Your instructions
Scale up the rows starting with the line that contains "Corridor-survey task: point out each instance of the coat" and going on through the last row, writing out every line in that span again. Multiply each x and y coordinate by 2 and round to whole numbers, halves up, but leave the rest of the wording unchanged.

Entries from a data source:
=-=-=-=-=
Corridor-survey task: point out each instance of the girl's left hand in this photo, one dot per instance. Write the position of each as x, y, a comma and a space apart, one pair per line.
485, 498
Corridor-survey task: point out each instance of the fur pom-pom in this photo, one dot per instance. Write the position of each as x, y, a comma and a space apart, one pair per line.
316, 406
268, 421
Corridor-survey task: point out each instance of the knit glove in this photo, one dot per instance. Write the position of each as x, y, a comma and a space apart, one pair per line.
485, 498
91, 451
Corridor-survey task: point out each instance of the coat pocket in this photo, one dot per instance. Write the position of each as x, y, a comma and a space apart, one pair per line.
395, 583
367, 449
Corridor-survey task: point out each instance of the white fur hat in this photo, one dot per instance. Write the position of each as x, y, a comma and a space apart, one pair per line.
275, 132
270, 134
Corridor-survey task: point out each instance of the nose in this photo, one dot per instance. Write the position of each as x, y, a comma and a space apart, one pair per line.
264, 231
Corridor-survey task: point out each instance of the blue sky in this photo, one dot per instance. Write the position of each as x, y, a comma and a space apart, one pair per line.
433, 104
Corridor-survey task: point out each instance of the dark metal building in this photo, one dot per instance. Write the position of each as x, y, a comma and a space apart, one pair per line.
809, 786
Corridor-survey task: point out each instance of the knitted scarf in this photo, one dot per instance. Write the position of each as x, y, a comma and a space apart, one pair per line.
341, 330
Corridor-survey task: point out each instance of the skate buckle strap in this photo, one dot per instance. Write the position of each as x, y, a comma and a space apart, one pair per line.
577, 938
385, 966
=-=-=-=-=
Output below
Corridor-survey task: point out each instance of the coat pocket in this photo, one dot per instance. Write the position of each as x, y, a comma and a space apart, one pair per line.
790, 1166
734, 898
Corridor-survey task: point out each instance of the white fur hat in this photo, one dot per instance. Write the position of each as x, y, a comma and a space apart, one pair per line.
550, 264
540, 268
Corridor-survey task: point out each instance of the nose in this photo, one dot per instance. Write the position of each as x, y, a comma and a space apart, one pair per line.
528, 462
Corridor-survey task: point out each instance of the blue sky in this photo, one dot per instance. Write the position of each as x, y, a comma and a space apart, one pair per line.
866, 208
Corridor-survey task: point out each instance of the dark metal building in this photo, one dot per instance. Write the position of each as x, y, a comma and a space apart, one pair per line.
1618, 1572
Corridor-survey task: point out each instance of the knitted scarf in this photo, one dot per instance. Write the position of each as x, y, a comma and a space apart, one pair per line.
682, 660
Corridor-survey task: point out each instance of the skate buckle strap in this photo, one dot per instance. Write the position of each as x, y, a comma and a space apart, one pair per line.
1154, 1876
770, 1932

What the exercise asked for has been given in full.